# START OF Extracted data

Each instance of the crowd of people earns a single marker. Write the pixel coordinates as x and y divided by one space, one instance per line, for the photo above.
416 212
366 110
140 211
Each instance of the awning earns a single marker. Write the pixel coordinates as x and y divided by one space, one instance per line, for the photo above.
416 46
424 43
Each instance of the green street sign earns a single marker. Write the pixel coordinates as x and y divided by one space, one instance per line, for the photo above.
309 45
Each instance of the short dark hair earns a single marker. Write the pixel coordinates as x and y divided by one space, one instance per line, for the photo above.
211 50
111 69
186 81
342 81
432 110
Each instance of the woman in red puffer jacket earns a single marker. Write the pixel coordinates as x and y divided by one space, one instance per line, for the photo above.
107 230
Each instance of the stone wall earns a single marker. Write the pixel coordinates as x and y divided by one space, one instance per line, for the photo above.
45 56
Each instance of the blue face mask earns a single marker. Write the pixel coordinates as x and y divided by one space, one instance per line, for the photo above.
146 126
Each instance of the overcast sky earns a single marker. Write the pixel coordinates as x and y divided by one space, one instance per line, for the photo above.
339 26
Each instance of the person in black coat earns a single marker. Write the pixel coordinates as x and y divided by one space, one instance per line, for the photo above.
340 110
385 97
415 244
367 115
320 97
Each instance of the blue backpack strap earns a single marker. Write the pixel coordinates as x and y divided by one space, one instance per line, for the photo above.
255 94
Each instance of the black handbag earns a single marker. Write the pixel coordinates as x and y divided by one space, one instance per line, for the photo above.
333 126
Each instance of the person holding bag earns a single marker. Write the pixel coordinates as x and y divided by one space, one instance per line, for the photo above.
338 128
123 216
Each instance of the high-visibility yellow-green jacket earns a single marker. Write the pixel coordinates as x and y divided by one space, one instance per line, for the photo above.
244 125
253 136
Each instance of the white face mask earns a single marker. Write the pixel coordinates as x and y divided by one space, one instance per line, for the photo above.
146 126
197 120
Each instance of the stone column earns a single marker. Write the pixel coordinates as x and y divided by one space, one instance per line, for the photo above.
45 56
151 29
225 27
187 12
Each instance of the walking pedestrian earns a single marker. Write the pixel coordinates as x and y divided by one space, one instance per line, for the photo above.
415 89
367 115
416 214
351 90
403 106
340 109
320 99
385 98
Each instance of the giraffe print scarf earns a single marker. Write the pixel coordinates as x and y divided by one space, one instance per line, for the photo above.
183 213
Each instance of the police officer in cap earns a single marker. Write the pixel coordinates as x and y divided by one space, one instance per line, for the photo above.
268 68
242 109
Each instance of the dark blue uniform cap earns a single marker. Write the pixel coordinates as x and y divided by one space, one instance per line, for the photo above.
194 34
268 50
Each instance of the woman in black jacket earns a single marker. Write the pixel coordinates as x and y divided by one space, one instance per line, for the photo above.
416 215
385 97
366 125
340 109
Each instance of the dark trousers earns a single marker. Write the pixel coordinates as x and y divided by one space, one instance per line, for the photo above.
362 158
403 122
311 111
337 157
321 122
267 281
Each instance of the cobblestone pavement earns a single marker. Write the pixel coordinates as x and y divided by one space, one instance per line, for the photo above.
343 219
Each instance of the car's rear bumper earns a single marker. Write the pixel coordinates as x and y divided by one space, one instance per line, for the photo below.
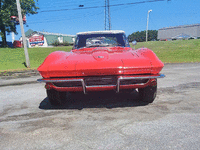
100 83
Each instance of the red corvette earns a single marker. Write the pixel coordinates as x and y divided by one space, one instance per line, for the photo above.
99 61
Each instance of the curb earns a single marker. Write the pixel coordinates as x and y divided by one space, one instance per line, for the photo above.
18 81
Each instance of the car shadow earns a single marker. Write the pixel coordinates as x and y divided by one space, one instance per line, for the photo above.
97 100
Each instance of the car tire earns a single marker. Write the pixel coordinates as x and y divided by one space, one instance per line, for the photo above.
56 97
148 94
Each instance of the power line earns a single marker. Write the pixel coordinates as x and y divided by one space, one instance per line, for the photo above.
92 7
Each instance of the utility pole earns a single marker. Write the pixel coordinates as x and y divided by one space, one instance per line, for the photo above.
107 22
23 34
147 25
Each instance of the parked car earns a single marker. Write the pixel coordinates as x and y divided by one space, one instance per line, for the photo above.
17 43
107 65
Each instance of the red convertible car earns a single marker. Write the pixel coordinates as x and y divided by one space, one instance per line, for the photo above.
99 61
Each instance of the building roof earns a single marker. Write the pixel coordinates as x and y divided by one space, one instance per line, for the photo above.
102 32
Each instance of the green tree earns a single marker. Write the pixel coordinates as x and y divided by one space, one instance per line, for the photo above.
8 8
141 36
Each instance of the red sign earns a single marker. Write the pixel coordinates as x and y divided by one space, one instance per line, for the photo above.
36 40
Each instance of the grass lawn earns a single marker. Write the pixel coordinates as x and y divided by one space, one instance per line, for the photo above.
168 52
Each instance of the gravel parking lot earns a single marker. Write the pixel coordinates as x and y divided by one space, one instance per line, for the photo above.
105 120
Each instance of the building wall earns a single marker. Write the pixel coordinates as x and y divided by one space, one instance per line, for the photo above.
170 33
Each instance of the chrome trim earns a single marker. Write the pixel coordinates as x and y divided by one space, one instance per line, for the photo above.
117 85
139 77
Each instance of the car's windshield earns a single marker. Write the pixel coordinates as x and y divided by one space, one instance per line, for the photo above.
100 40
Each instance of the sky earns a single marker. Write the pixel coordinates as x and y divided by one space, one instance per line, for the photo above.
66 17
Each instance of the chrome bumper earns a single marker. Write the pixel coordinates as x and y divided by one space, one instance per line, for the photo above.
120 78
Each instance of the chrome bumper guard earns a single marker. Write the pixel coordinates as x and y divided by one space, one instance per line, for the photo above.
121 78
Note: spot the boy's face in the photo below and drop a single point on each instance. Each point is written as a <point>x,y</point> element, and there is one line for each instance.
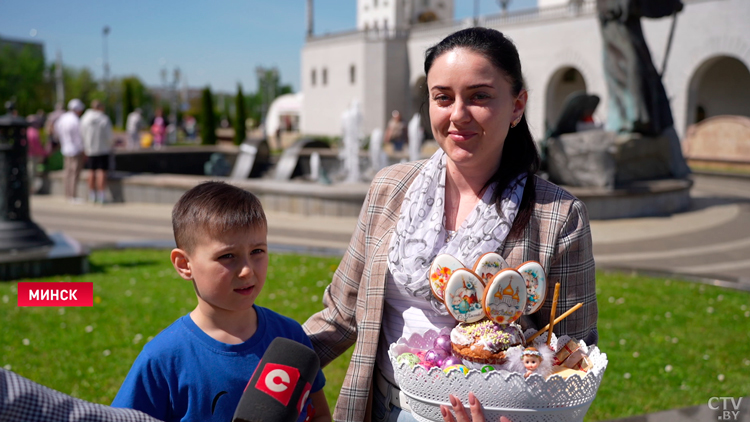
<point>228,269</point>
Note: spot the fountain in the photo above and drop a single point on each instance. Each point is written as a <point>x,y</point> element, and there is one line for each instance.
<point>351,122</point>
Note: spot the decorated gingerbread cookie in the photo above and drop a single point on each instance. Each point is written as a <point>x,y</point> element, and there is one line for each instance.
<point>442,267</point>
<point>488,265</point>
<point>463,296</point>
<point>536,285</point>
<point>505,298</point>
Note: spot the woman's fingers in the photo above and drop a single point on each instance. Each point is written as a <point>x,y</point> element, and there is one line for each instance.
<point>447,415</point>
<point>477,415</point>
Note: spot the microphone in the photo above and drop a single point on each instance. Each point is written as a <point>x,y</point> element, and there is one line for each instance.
<point>280,385</point>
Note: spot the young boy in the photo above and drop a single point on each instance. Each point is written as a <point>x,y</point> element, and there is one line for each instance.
<point>198,367</point>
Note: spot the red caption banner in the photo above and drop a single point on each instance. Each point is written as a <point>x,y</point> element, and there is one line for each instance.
<point>56,294</point>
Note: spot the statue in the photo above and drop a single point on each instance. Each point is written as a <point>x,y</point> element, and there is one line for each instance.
<point>638,103</point>
<point>637,100</point>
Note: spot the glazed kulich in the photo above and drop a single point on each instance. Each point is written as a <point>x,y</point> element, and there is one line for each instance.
<point>485,341</point>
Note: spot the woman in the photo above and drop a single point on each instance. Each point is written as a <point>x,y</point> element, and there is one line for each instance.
<point>477,194</point>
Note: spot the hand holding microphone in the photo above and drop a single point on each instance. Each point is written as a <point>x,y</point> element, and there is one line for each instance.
<point>280,385</point>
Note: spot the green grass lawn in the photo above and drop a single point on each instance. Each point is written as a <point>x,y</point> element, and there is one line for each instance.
<point>670,343</point>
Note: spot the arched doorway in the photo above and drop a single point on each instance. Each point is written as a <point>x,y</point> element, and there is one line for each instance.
<point>720,86</point>
<point>563,82</point>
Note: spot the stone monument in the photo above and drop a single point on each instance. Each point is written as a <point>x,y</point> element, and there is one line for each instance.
<point>639,141</point>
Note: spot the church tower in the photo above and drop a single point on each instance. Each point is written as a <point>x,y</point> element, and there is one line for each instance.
<point>382,15</point>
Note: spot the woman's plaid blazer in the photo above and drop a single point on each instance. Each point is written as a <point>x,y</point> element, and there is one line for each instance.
<point>558,236</point>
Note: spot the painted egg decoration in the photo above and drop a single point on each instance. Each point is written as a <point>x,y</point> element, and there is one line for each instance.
<point>505,298</point>
<point>488,265</point>
<point>536,285</point>
<point>463,296</point>
<point>440,272</point>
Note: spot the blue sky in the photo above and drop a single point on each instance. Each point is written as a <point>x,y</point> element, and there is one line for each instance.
<point>218,43</point>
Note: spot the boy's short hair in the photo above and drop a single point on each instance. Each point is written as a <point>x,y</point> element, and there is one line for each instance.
<point>214,207</point>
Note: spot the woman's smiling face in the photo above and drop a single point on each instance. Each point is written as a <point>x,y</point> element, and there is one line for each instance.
<point>472,106</point>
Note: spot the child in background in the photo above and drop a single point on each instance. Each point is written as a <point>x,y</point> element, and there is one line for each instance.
<point>198,367</point>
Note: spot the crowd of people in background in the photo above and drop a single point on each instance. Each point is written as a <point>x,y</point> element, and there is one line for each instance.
<point>74,138</point>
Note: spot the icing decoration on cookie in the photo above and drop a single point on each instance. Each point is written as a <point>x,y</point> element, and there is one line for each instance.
<point>488,265</point>
<point>505,298</point>
<point>440,271</point>
<point>463,296</point>
<point>536,285</point>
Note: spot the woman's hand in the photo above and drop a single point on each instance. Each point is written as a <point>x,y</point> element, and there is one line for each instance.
<point>477,414</point>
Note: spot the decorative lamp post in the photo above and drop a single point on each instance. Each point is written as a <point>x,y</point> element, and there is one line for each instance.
<point>17,231</point>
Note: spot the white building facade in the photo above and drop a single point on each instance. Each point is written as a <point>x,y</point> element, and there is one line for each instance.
<point>380,64</point>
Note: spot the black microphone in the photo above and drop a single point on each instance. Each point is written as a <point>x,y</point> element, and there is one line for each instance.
<point>280,385</point>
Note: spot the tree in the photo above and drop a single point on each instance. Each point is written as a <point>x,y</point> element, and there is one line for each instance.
<point>239,119</point>
<point>208,120</point>
<point>80,83</point>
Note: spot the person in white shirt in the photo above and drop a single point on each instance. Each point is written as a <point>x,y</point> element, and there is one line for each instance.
<point>67,129</point>
<point>133,127</point>
<point>96,131</point>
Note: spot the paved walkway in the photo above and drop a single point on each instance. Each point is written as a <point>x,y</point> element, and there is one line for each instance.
<point>709,243</point>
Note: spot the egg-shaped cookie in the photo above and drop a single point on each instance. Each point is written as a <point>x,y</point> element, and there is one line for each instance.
<point>505,298</point>
<point>536,285</point>
<point>463,296</point>
<point>488,265</point>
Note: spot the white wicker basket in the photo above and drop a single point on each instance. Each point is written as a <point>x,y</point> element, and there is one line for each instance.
<point>501,393</point>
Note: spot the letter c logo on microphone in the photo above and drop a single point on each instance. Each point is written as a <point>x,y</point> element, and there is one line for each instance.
<point>278,381</point>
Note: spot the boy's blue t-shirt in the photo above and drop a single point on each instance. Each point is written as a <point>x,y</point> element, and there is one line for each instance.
<point>185,375</point>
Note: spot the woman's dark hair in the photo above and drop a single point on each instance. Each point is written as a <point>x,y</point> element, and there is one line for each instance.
<point>520,155</point>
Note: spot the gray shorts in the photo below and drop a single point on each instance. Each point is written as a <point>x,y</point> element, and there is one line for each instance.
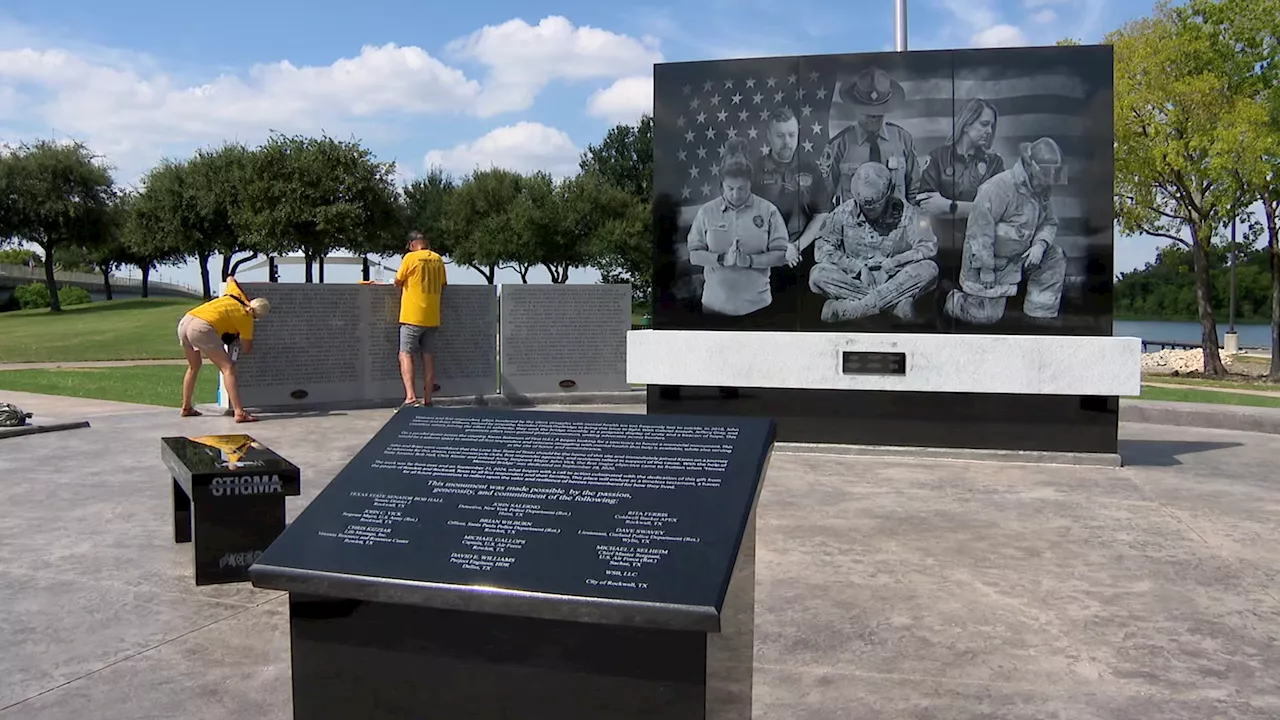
<point>417,340</point>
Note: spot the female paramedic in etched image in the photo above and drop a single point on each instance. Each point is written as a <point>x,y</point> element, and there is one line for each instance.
<point>209,329</point>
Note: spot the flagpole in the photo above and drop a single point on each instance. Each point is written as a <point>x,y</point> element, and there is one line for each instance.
<point>900,26</point>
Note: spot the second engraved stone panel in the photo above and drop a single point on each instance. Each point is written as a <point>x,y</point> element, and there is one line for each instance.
<point>327,343</point>
<point>565,337</point>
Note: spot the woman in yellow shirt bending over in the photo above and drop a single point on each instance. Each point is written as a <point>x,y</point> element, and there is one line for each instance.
<point>208,329</point>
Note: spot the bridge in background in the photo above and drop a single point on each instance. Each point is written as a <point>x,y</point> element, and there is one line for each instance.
<point>14,276</point>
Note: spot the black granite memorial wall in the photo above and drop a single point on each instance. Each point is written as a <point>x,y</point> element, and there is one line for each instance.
<point>519,564</point>
<point>992,238</point>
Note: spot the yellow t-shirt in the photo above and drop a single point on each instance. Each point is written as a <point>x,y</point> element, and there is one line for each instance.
<point>225,314</point>
<point>423,278</point>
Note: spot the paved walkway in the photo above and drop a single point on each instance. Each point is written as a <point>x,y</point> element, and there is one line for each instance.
<point>886,588</point>
<point>87,364</point>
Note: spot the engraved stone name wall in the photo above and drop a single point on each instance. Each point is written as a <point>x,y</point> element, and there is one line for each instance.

# END OF Extracted data

Set problem — Please rewrite the listing from the line with "Note: spot the boy's blue" to the line with "<point>185,375</point>", changing "blue t-shirt" to "navy t-shirt" and leaving everything else as it is. Return only those lines.

Exercise result —
Note: spot the boy's navy t-shirt in the photo above and drop a single point on each instance. Each point is written as a <point>x,y</point> element, and there is one line for each instance.
<point>185,375</point>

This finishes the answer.